:: RECORDED DATA ::
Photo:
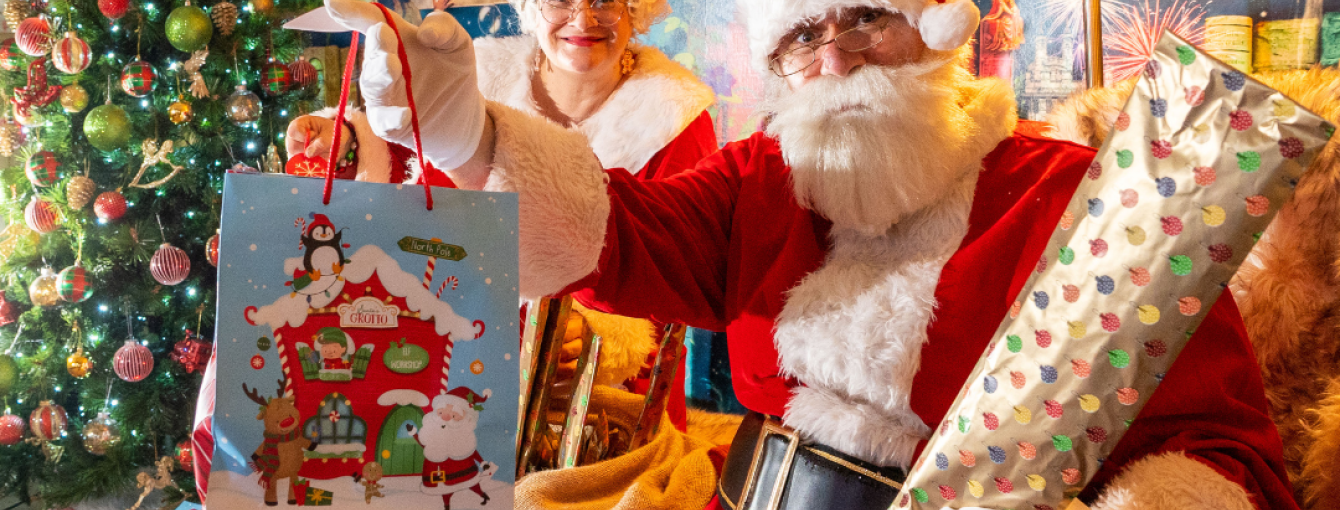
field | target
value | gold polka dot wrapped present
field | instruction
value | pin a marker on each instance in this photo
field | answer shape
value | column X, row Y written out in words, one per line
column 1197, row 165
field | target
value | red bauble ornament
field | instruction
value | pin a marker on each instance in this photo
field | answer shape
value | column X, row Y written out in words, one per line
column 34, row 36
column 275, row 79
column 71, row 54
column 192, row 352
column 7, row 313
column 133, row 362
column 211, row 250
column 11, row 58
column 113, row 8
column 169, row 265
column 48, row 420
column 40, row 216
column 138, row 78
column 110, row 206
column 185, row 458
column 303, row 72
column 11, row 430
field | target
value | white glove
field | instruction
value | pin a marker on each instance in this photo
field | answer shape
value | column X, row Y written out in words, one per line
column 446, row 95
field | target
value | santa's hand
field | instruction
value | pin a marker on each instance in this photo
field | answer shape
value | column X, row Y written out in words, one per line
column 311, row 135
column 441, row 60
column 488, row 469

:: TASK INSTRUCTIONS ::
Each entry above should come back word for word, and no picture should come with it.

:: REPLY TO THE EXERCISE ::
Photo:
field | target
value | gold polka dot wrapped present
field | instruction
value | pin a marker on each instance in this photo
field | answer shape
value | column X, row Y written out in words, one per line
column 1197, row 165
field | target
value | red bauble ornament
field | instruction
value | pin a marker on each instance in this photo
field | answer shape
value | column X, row Y written out in words, one per line
column 34, row 36
column 275, row 79
column 71, row 54
column 192, row 352
column 7, row 313
column 133, row 362
column 211, row 250
column 11, row 58
column 113, row 8
column 169, row 265
column 48, row 420
column 40, row 216
column 138, row 78
column 110, row 206
column 185, row 458
column 303, row 72
column 11, row 430
field | target
value | white glove
field | instruction
value | pin a marker on each instance in this photo
field | answer shape
value | column X, row Y written out in words, one per line
column 446, row 95
field | target
value | santa's hand
field | instruction
value | pin a marker on each instance in this photo
field | answer shape
value | column X, row Y written out in words, one per line
column 311, row 135
column 441, row 60
column 488, row 469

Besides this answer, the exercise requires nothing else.